══ SELECTED EXTRACT

Cagle and others are playing it close to the vest for now about which programs will take the biggest cuts. And though transportation projects have clearly been made a priority,
Perdue isn’t expected to name individual projects in his bond package until the first week of the session.
Legislators will have 40 days to meet and hash everything out. They can stretch those days out over several months, but both Cagle and House Majority Leader Jerry Keen predict a relatively quick pace to the coming session.
Issues for Macon and Bibb County
For local legislators, consolidation of the Bibb County and city of Macon governments may come up this year, but there’s not much hope for movement on the issue. The hotter issue likely will be how to split up local hotel-motel tax revenues.
A proposal to add a penny to that tax, also called the occupancy tax, to help support the Georgia sports and music halls of fame is expected to work its way through the local delegation.
Both halls have taken cuts in their largely state-funded budgets. And with legislators looking for more cuts, they’ll likely be targets again.
There’s a second proposal to take some of the money from the tax, which now supports Macon’s annual Cherry Blossom Festival, and give it to the Tubman African American Museum and the Georgia Children’s Museum. If pushed, that could generate a lot of debate among local legislators, as the relative worth of the festival is weighed against the the worth of the museums.

════

_TASKS TO PERFORM:_
**1.** According to the legislative session excerpt, how many days will legislators have to meet?
**2.** In the legislative session excerpt, copy the passage that starts at the words "Cagle and others" and ends after the words "the coming session.".
**3.** Turn the paragraph of the legislative session excerpt that begins "There’s a second proposal" into a short bulleted list that keeps its main facts.

══ DATA ENTRIES

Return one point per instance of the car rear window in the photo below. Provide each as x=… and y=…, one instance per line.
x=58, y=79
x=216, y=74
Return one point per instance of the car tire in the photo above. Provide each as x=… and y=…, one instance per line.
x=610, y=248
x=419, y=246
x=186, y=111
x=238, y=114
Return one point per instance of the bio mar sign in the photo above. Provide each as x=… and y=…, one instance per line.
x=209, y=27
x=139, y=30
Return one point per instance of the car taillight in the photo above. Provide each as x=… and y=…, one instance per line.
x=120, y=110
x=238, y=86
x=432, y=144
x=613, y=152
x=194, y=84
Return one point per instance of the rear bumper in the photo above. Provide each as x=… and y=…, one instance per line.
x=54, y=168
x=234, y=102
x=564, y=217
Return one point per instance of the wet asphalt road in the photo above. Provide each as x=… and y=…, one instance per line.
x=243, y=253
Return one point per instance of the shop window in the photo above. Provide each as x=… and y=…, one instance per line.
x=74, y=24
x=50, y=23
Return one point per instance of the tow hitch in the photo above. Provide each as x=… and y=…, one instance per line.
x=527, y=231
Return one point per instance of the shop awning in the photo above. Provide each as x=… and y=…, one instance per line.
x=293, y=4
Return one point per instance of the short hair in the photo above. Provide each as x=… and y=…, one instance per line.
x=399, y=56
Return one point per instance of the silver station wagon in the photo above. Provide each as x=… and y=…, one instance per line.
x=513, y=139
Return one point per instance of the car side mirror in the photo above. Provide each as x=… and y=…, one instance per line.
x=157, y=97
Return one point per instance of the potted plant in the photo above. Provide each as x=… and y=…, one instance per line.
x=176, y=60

════
══ DATA ENTRIES

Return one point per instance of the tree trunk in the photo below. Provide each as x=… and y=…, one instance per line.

════

_TASK SOLUTIONS:_
**1.** Legislators will have 40 days to meet.

**2.**
Cagle and others are playing it close to the vest for now about which programs will take the biggest cuts. And though transportation projects have clearly been made a priority,
Perdue isn’t expected to name individual projects in his bond package until the first week of the session.
Legislators will have 40 days to meet and hash everything out. They can stretch those days out over several months, but both Cagle and House Majority Leader Jerry Keen predict a relatively quick pace to the coming session.

**3.**
- A second proposal would take some of the money from the hotel-motel tax, which now supports Macon’s annual Cherry Blossom Festival.
- That money would go to the Tubman African American Museum and the Georgia Children’s Museum.
- If pushed, the proposal could generate a lot of debate among local legislators as they weigh the festival’s relative worth against the museums’ worth.